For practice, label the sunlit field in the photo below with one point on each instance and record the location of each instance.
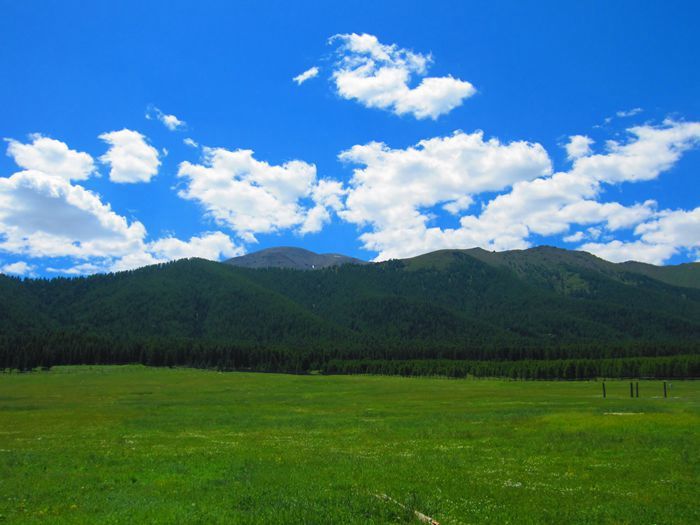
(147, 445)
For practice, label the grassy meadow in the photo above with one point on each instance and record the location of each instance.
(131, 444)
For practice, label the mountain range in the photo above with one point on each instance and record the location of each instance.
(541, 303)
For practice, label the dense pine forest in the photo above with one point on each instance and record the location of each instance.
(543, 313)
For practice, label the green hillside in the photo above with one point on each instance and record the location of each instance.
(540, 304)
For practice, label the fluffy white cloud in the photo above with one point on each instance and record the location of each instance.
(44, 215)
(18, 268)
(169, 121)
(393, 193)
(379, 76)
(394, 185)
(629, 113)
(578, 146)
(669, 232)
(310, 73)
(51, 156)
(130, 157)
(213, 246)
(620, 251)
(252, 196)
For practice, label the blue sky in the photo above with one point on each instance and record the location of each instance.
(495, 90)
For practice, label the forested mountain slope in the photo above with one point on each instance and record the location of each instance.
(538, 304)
* * *
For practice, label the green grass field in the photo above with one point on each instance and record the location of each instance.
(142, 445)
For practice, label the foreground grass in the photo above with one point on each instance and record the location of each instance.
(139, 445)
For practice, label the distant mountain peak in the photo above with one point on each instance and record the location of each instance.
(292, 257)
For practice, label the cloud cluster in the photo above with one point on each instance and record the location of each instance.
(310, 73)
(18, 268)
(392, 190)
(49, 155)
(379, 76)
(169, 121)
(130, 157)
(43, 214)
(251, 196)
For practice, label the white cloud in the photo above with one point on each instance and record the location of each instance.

* **TASK INSTRUCTIONS**: For this exercise, please output exactly the lines above starting at the line with "For practice, label the foreground" and ending at the line with "For practice, label the white", ends included.

* **ANSWER FOR THE TASK**:
For practice, label the foreground grass in the photo above with one point on each instance and record the location of each instance.
(139, 445)
For practice, label the distant mountain peak in the photo above with one point on each instance and record the location of each instance.
(292, 257)
For practice, label the cloud cluster in the photo above with one point on each instance and record the location of each instance.
(310, 73)
(18, 268)
(392, 190)
(49, 155)
(379, 76)
(169, 121)
(130, 157)
(43, 214)
(251, 196)
For practice, label the white cloud in the photo above with one point on each instance and record the location of each instance.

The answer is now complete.